# READING TEXT
• • • • •
As on land, the sea is subject to a logic of appropriation and sovereignty. The same applies to the abyss. Today, the market for underwater drones such as Unmanned Underwater Vehicles (UUVs) is growing significantly, due to their strategic capabilities. The missions UUVs can assist with are varied: Mine clearance (detection and neutralisation), Intelligence, Surveillance, and Anti-submarine warfare (ASM).
However, the objective is to improve the capabilities of Unmanned Underwater Vehicles, into fully autonomous AUVs (Autonomous Underwater Vehicles). Advances in Artificial Intelligence (AI) technology make this possible. The new technological developments in underwater technology thus focus on increasing the autonomy, agility, and storage capacity of drones, whilst limiting their energy consumption. In this article, we will look at why the seabed is of major strategic interest, and the military use of UUVs.
• • • • •
# WHAT TO WORK ON
Carry on the text about underwater drones and the seabed, starting right after its final sentence. The items after this text have nothing to do with the work here.
• • • • •
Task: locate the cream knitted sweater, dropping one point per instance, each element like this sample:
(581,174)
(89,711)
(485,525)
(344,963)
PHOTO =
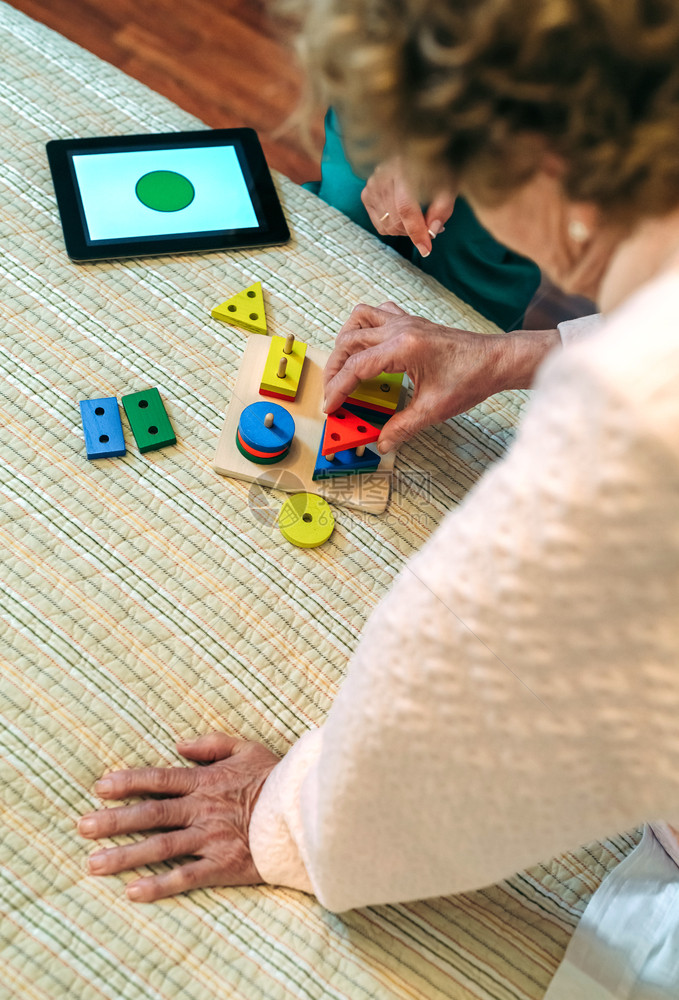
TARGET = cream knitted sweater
(517,691)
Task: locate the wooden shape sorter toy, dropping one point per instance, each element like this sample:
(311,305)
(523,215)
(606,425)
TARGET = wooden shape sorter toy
(283,368)
(245,452)
(102,427)
(148,419)
(345,430)
(246,310)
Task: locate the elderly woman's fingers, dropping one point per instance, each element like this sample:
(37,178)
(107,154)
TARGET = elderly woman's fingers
(146,781)
(211,747)
(151,850)
(183,878)
(393,308)
(404,425)
(366,364)
(154,814)
(350,343)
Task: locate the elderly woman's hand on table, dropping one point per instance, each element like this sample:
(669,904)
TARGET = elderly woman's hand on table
(204,811)
(451,370)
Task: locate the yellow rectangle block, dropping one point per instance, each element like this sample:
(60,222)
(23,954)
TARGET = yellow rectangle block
(382,392)
(295,361)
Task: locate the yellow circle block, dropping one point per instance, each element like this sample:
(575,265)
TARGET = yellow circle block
(306,520)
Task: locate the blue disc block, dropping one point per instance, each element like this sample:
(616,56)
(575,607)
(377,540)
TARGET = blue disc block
(103,429)
(345,463)
(256,435)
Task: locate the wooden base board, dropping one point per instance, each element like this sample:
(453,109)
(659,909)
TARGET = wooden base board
• • • • •
# EXERCISE RESULT
The highly strategic seabed
The ocean domain is a reservoir of resources. There are mineral resources (aggregates, nodules, sulphurous clusters, crusts), energy resources (oil and gas, marine renewable energies), and biological resources (biodiversity, strains, molecules) (source). With the need for raw materials growing exponentially, the metals on the seabed are therefore a strategic resource. Indeed, such materials are strategic due to their use technologies, and in the technology and defence industries. New civil or military technologies also use so-called rare or strategic metals.
Thus, the deep sea is full of valuable mineral resources, buried at depths ranging from 400 to 6000 meters. There are three types of minerals (source)
- Polymetallic nodules: from 4000 to 6000 m, which contain iron and manganese, copper, cobalt and nickel.
- Cobalt crusts: from 800 to 2500 m. which contain cobalt but also precious metals (platinum) and rare metals (like zirconium).
- Sulphide clusters or hydrothermal sulphides: are formed from 800 m depth and are rich in copper, zinc, gold, silver, cobalt, lead, barium, cadmium, antimony, and mercury.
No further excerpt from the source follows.